Mandatory Credit: Brett Davis-USA TODAY Sports

Stat Abuse: Batting Average on Balls in Play (BABIP)

It has happened again – a national writer has got my dopper in an uproar after trying to sound all geeky and quote an “Advanced Baseball Metric” in support of an opinion.

It was Ken Rosenthal’s fault.

Braves third baseman Chris Johnson is batting .338 with an .844 OPS, but there’s a caveat to his success: he leads the majors with a .421 batting average on balls in play, well above the league average of .296.

Johnson’s high BABIP indicates that he is likely to regress at some point, but there also is this: He entered Sunday with the third highest line-drive percentage in the majors, behind only James Loney and Joe Mauer.

By the way:  after his 3-for-4 Sunday night game, Chris is now #1 in the National League with a .338 batting average.  But I guess Kenny expects that to slip.

Hey Ken:  he already had regressed.  Now he’s just locked in.  Check out this chart:

Chris Johnson


Strikeout Rate













Since AS Break



Through May, Chris was part-timing it with Juan Francisco.  In June, Chris became an everyday player… and clearly made some adjustments in doing so.  But it seems that the transformation is complete – and much for the better:  his strikeouts are way down, his average is up, and that pesky BABIP stat is through the roof.

---

**Directions**
- a) In the BABIP post, make the paragraph that begins "Through May, Chris was part-timing it" shorter, keeping its main facts.
- b) According to the BABIP post, what was the league average batting average on balls in play cited in Ken Rosenthal's remarks?
- c) Summarize the BABIP post in two sentences.

Data items
---

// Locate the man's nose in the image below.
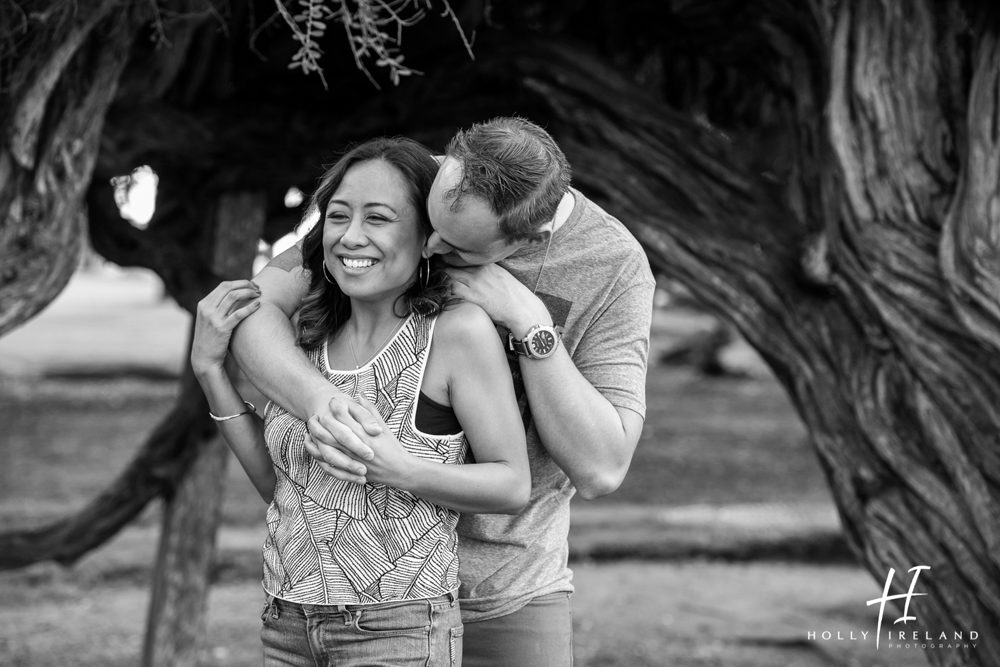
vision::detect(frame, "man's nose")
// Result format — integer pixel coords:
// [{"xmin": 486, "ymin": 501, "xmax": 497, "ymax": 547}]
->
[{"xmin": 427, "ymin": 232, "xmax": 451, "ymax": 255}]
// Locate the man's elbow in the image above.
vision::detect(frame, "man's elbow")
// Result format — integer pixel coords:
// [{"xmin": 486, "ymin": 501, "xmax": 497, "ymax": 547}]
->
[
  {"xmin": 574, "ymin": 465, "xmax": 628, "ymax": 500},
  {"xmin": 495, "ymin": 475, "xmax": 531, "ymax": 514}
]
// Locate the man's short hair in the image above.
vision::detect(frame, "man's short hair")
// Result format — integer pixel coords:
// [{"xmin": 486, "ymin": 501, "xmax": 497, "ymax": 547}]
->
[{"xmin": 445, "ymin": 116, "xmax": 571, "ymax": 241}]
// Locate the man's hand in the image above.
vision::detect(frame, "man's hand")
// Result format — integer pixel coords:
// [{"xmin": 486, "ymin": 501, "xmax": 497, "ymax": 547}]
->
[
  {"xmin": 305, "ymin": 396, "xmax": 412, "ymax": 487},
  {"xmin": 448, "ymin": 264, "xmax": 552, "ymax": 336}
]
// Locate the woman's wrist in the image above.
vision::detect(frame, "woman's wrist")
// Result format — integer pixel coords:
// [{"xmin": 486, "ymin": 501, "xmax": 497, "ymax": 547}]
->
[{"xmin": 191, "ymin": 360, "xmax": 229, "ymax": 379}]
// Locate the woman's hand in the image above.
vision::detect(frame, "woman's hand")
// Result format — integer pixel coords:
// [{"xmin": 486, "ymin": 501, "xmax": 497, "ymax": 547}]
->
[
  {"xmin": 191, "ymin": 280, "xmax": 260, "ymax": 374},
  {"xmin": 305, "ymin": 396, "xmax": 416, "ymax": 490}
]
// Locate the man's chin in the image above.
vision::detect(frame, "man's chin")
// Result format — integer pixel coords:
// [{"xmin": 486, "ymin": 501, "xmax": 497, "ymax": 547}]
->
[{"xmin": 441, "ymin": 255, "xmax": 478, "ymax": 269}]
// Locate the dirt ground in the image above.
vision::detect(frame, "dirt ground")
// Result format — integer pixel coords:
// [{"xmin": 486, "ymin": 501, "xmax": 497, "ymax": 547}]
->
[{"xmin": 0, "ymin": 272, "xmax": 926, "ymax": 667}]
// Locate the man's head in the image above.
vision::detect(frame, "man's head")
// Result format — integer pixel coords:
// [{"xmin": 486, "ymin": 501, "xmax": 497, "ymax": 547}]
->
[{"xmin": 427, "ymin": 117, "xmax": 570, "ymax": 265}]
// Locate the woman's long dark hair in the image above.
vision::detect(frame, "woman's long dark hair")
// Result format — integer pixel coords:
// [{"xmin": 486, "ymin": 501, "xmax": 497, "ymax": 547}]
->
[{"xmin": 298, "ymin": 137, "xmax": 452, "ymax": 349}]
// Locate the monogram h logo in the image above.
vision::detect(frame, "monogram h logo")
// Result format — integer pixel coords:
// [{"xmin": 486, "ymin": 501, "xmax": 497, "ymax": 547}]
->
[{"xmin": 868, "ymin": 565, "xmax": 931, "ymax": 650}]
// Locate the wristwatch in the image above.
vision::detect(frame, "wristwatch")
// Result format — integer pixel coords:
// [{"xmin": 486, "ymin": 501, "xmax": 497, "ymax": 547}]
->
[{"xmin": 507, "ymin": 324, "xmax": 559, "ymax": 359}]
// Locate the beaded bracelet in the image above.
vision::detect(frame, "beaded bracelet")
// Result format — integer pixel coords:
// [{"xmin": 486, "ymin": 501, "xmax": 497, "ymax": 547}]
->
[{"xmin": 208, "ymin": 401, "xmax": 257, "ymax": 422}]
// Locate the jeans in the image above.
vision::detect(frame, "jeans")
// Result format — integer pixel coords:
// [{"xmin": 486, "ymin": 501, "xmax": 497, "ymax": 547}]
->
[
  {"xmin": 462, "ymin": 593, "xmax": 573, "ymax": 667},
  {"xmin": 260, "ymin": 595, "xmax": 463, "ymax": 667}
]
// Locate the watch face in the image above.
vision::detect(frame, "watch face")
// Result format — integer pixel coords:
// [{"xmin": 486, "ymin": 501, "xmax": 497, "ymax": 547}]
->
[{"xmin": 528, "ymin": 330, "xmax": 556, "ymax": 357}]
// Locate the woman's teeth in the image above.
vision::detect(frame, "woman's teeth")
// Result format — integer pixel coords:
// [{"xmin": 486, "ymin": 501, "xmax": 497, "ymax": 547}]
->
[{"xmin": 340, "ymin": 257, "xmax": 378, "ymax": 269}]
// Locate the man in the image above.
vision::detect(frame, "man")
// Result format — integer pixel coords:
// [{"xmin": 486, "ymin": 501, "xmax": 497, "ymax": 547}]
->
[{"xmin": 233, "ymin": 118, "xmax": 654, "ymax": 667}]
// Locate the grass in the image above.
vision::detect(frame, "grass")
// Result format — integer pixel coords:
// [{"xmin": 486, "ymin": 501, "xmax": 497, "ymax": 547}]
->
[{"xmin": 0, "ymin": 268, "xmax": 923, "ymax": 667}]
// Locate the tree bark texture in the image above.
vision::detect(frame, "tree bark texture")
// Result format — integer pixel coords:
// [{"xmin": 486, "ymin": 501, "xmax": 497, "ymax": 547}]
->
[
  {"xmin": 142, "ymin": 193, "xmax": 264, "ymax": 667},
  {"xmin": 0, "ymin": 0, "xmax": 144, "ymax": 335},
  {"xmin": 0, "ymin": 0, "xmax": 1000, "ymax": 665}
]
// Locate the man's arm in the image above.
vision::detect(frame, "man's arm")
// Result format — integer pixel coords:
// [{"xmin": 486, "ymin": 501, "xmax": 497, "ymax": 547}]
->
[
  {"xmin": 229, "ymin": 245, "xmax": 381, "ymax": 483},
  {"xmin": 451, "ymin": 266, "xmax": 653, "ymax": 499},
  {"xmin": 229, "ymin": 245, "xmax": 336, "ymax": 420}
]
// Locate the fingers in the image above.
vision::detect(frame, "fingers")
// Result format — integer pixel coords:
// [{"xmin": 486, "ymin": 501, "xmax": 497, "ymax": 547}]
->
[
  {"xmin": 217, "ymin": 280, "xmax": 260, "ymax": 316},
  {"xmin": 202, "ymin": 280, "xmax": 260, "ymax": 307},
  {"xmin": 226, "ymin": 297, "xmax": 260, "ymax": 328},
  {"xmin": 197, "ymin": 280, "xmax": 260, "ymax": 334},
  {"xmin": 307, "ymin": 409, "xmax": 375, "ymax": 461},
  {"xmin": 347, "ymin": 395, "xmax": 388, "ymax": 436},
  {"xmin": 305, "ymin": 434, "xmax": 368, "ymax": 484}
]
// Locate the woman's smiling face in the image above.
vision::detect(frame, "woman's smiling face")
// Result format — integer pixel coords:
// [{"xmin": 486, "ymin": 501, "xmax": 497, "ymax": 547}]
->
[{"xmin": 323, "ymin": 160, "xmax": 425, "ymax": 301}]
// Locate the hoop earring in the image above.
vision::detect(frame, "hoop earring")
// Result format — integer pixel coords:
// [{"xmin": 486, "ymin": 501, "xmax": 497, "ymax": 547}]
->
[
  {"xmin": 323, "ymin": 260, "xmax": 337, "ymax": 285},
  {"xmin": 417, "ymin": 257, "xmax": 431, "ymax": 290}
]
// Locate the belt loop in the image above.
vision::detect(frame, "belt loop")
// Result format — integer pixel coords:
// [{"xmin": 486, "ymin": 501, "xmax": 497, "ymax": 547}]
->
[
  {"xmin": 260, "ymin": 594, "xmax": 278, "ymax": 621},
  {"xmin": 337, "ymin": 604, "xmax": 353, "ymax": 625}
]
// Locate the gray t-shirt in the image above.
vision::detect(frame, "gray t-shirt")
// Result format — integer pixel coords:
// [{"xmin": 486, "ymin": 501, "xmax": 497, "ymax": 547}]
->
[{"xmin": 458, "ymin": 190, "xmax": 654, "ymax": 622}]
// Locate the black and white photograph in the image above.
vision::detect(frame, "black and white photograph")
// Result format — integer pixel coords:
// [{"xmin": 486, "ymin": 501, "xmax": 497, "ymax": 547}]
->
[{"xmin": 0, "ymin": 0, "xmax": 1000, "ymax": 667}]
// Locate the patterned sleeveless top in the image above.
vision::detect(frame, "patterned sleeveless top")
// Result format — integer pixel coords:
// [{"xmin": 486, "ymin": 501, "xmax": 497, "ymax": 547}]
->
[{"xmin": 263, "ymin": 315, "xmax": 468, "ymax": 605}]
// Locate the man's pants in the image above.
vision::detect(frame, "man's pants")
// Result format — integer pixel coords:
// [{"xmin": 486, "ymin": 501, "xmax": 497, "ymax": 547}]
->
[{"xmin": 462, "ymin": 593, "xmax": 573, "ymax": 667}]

---

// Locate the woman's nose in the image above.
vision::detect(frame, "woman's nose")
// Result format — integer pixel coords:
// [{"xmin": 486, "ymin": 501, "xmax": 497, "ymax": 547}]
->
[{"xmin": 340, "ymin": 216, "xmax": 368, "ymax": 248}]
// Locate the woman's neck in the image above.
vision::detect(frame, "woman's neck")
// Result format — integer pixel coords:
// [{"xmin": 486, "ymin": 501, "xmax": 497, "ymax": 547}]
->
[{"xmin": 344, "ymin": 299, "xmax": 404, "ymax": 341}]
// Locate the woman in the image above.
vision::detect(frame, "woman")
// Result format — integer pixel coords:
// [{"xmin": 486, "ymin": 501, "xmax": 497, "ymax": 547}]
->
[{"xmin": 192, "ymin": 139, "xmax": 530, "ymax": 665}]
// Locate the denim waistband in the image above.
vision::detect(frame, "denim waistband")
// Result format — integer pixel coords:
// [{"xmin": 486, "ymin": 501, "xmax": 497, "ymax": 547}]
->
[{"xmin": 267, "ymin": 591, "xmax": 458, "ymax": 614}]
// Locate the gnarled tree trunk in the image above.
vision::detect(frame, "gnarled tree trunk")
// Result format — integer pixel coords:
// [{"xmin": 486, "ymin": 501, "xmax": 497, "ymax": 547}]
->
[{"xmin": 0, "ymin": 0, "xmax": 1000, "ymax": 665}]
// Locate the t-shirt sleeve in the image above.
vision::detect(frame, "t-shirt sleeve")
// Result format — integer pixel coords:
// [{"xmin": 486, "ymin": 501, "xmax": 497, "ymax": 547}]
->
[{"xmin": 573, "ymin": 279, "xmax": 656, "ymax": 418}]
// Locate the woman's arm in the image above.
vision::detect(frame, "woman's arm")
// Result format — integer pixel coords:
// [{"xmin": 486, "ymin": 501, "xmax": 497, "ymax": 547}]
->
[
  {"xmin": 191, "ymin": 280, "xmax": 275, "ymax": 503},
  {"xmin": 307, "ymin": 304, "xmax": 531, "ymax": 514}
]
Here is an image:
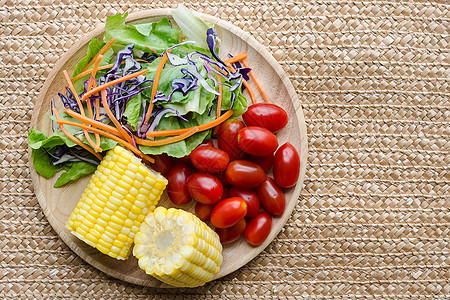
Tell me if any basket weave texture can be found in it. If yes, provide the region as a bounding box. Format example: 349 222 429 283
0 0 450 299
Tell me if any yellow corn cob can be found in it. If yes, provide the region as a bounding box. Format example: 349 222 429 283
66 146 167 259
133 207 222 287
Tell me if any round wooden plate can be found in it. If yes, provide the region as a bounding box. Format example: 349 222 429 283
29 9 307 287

---

**Solutions to the tasks**
- a) Through May, Chris Johnson shared playing time with Juan Francisco. In June he became an everyday player and made adjustments. The change appears complete: his strikeouts are way down, his average is up, and his BABIP is very high.

- b) .296

- c) The writer objects to Ken Rosenthal's claim that Braves third baseman Chris Johnson, who leads the majors with a .421 BABIP, is likely to regress. The writer argues that Johnson had already regressed and has since become an everyday player who made adjustments, cutting his strikeouts and raising his average.